> [EXERCISE A]: Please echo the whole article on the cardinals and the conclave, word for word.

> [DOCUMENT EXTRACT]:
◆ ◆ ◆ ◆ ◆ ◆ ◆
The Real Issues Cardinals Are Confronting, New Bedford Standard Times, March 7, 2013

Fr. Roger J. Landry
Conclave Series for the New Bedford Standard Times
March 7, 2013

When I was in the airport a few days ago preparing to come to Rome, there were television monitors at the gate showing one of the cable news networks.

During the half hour I waited to board the plane, there were four different references to the upcoming conclave, including a lengthy segment in which a reporter sought to identify the major issues facing the Church that the next pope will need to address.

The report was framed, revealingly, as to what “changes” need to take place in the Church. It featured two experts on comparative religions as well as two anonymous people interviewed on city streets. None of the four was even identified as a Catholic.

The first “major issue,” which took up half the segment, concerned whether my brother priests and I will be allowed to marry. I’ve always been somewhat bemused by how many people seem to lose sleep over the fact that priests sleep alone, but few priests — who are, after all, the ones most affected — would themselves list priestly celibacy among the major issues facing the Church.
◆ ◆ ◆ ◆ ◆ ◆ ◆
> [DATASET EXTRACT]:
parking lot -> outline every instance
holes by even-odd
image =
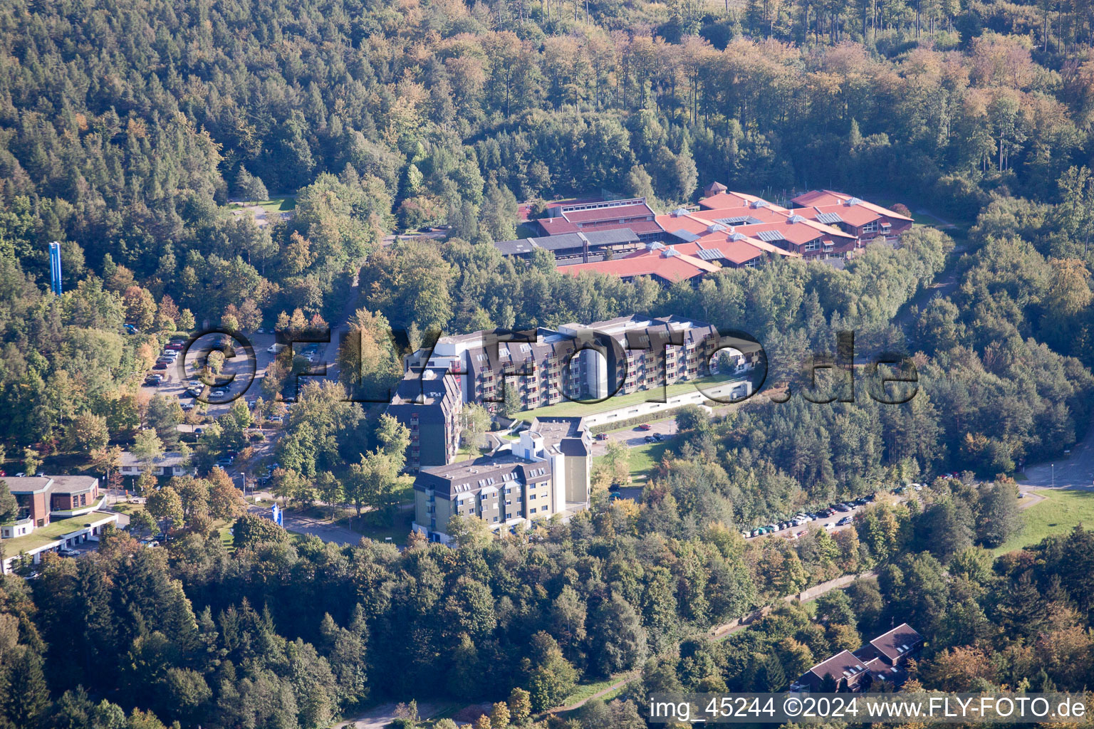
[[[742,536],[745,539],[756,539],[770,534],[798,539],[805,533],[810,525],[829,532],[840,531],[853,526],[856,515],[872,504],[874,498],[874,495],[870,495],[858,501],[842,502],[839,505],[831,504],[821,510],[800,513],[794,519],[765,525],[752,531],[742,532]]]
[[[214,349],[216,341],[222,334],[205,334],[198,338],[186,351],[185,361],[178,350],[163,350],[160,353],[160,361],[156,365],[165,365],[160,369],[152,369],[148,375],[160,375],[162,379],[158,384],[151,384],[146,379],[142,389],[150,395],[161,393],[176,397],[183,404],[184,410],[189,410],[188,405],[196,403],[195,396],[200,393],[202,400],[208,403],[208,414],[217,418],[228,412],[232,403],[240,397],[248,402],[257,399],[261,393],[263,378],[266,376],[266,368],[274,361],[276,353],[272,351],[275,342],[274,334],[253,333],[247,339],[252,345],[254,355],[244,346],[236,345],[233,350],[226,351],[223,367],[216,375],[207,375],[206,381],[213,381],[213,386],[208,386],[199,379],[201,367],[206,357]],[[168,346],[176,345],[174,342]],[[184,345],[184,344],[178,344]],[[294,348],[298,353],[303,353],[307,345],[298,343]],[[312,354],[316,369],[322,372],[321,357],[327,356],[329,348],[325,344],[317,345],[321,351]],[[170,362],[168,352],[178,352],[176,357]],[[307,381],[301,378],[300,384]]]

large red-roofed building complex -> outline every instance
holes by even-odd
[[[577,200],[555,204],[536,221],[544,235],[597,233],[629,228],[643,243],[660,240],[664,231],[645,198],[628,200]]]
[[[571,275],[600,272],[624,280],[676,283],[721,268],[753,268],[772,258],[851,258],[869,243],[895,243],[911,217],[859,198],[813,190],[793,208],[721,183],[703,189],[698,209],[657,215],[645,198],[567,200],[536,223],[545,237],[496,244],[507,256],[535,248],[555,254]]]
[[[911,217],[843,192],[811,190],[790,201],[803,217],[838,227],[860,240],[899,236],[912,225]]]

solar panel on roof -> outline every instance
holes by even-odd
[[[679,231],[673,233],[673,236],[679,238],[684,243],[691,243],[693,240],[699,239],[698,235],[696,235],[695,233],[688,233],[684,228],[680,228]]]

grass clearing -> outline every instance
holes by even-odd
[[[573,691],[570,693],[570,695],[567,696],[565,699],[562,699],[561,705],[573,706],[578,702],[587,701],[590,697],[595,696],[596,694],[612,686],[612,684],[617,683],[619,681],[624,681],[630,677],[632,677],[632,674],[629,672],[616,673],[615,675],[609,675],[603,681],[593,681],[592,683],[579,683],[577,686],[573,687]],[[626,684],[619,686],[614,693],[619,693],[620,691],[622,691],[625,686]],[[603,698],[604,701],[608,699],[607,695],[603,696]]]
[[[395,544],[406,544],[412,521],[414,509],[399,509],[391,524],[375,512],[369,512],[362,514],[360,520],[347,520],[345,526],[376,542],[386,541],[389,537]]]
◆ ◆ ◆ ◆ ◆ ◆ ◆
> [EXERCISE B]: Duplicate the rows from the line with "grass clearing -> outline every instance" up to and including the last line of the rows.

> [TASK ANSWER A]:
The Real Issues Cardinals Are Confronting, New Bedford Standard Times, March 7, 2013

Fr. Roger J. Landry
Conclave Series for the New Bedford Standard Times
March 7, 2013

When I was in the airport a few days ago preparing to come to Rome, there were television monitors at the gate showing one of the cable news networks.

During the half hour I waited to board the plane, there were four different references to the upcoming conclave, including a lengthy segment in which a reporter sought to identify the major issues facing the Church that the next pope will need to address.

The report was framed, revealingly, as to what “changes” need to take place in the Church. It featured two experts on comparative religions as well as two anonymous people interviewed on city streets. None of the four was even identified as a Catholic.

The first “major issue,” which took up half the segment, concerned whether my brother priests and I will be allowed to marry. I’ve always been somewhat bemused by how many people seem to lose sleep over the fact that priests sleep alone, but few priests — who are, after all, the ones most affected — would themselves list priestly celibacy among the major issues facing the Church.

> [TASK ANSWER B]:
grass clearing -> outline every instance
holes by even-odd
[[[573,691],[570,693],[570,695],[567,696],[565,699],[562,699],[561,705],[573,706],[578,702],[587,701],[590,697],[595,696],[596,694],[612,686],[612,684],[617,683],[619,681],[624,681],[630,677],[632,677],[632,674],[629,672],[616,673],[615,675],[609,675],[603,681],[593,681],[592,683],[579,683],[577,686],[573,687]],[[626,684],[619,686],[614,693],[619,693],[620,691],[622,691],[625,686]],[[603,698],[604,701],[608,699],[607,695],[603,696]]]
[[[395,544],[406,544],[412,521],[414,509],[399,509],[391,524],[375,512],[369,512],[362,514],[360,520],[347,520],[345,526],[376,542],[386,541],[389,537]]]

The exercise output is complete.